De lo anterior, se deduce, que la cultura sistema y es matriz.
La cultura como sistema. Todas las cosas culturales (valores, normas de comportamiento, artefactos) conforman un sistema. Sistema como agregado de elementos en donde los elementos están “interconectados”,

es decir, que el estado de cada elemento depende de los estados asumidos por todos los demás. Por lo tanto, la red de dependencias en que se ven involucrados todos los elementos limita la gama de posibles variaciones en el estado de cada uno de ellos. Mientras observan estos límites, el sistema se halla “en equilibrio”, reteniendo la capacidad para recuperar su forma característica y para preservar su identidad a pesar de las perturbaciones locales y temporales; evita, en definitiva, que sus unidades, o siquiera una de ellas, alcancen un punto de retorno. Mientras permanecen en el seno del sistema, todos los elementos (unidades, ingredientes, variables) están ligados a una telaraña de determinaciones recíprocas, que los mantiene a raya para evitar que sobrepasen los límites permitidos y que hagan perder el equilibrio a todo el conjunto… En su esencia, lo sistémico es la manera de subordinar la libertad de los elementos al “patrón de mantenimiento” de la totalidad” (Bauman, 2002).

Los elementos de la cultura deben ser circunscritos, deben tener fronteras. Se deciden cuáles elementos están dentro y cuáles están fuera.

* **DATOS PROPORCIONADOS**
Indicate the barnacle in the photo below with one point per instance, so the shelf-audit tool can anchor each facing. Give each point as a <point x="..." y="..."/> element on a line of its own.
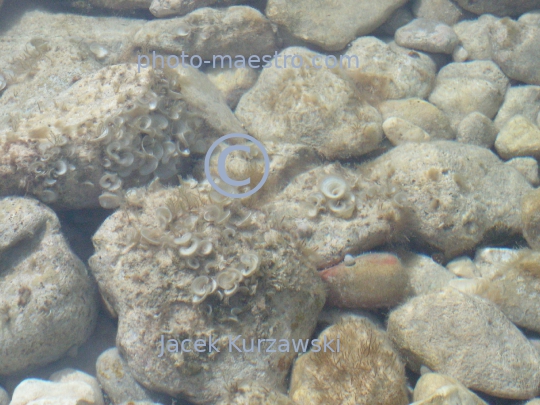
<point x="333" y="187"/>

* **EJERCICIOS PROPUESTOS**
• a. Por favor, di si cada afirmación concuerda con el texto sobre la cultura como sistema; responde sí o no y cita literalmente las palabras que lo deciden: (i) todas las cosas culturales conforman un sistema; (ii) los elementos de la cultura no tienen fronteras; (iii) el estado de cada elemento del sistema es independiente de los demás.
• b. Enumera las cosas culturales que el texto sobre la cultura como sistema menciona entre paréntesis.
El listado no hace falta para resolver ningún ejercicio.

* **RESPUESTAS CORRECTAS**
• a.
(i) Sí: «Todas las cosas culturales (valores, normas de comportamiento, artefactos) conforman un sistema».
(ii) No: «Los elementos de la cultura deben ser circunscritos, deben tener fronteras».
(iii) No: «el estado de cada elemento depende de los estados asumidos por todos los demás».

• b. Valores, normas de comportamiento y artefactos.